EXERCISE REQUIREMENTS> Please reproduce the entries below exactly, omitting any images they contain.

:: DATASET RECORDS

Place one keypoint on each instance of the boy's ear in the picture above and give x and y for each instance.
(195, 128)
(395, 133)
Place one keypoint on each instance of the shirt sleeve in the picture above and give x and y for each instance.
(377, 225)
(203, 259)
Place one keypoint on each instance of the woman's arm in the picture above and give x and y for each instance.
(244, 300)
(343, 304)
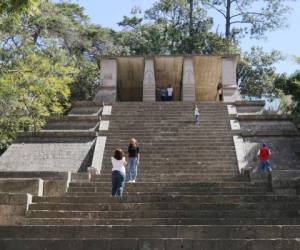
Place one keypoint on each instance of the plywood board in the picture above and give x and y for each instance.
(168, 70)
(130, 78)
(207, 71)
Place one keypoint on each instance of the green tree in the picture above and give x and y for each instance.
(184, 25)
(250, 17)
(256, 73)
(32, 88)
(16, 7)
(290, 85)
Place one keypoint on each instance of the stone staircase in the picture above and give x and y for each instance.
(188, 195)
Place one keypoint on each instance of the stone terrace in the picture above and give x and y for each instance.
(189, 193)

::::

COMPLETED EXERCISE>
Place one keypoint on each instance of the boy's ear in the picture above and give x and y for each instance.
(195, 128)
(395, 133)
Place one keypoint on each instance of the shirt sleeve in the picture above and give x and y for each instance.
(377, 225)
(203, 259)
Place one keypoint on each instance of the woman's arm in the picture above and give x and y for each instance.
(244, 300)
(343, 304)
Place one keypoint on each instance of the plywood board in the picture above and give x and y for each instance.
(168, 70)
(130, 78)
(207, 71)
Place one keypoint on each instance of the green tree in the picture above and give x and y for each instance.
(184, 25)
(250, 17)
(256, 73)
(32, 88)
(16, 7)
(290, 85)
Place one keypoint on each instance of the stone staircase in the picture above and give x and y for each instance.
(188, 195)
Place one keypoint on each instance of the stone terrace in the picture above and give x and y for each instance.
(189, 193)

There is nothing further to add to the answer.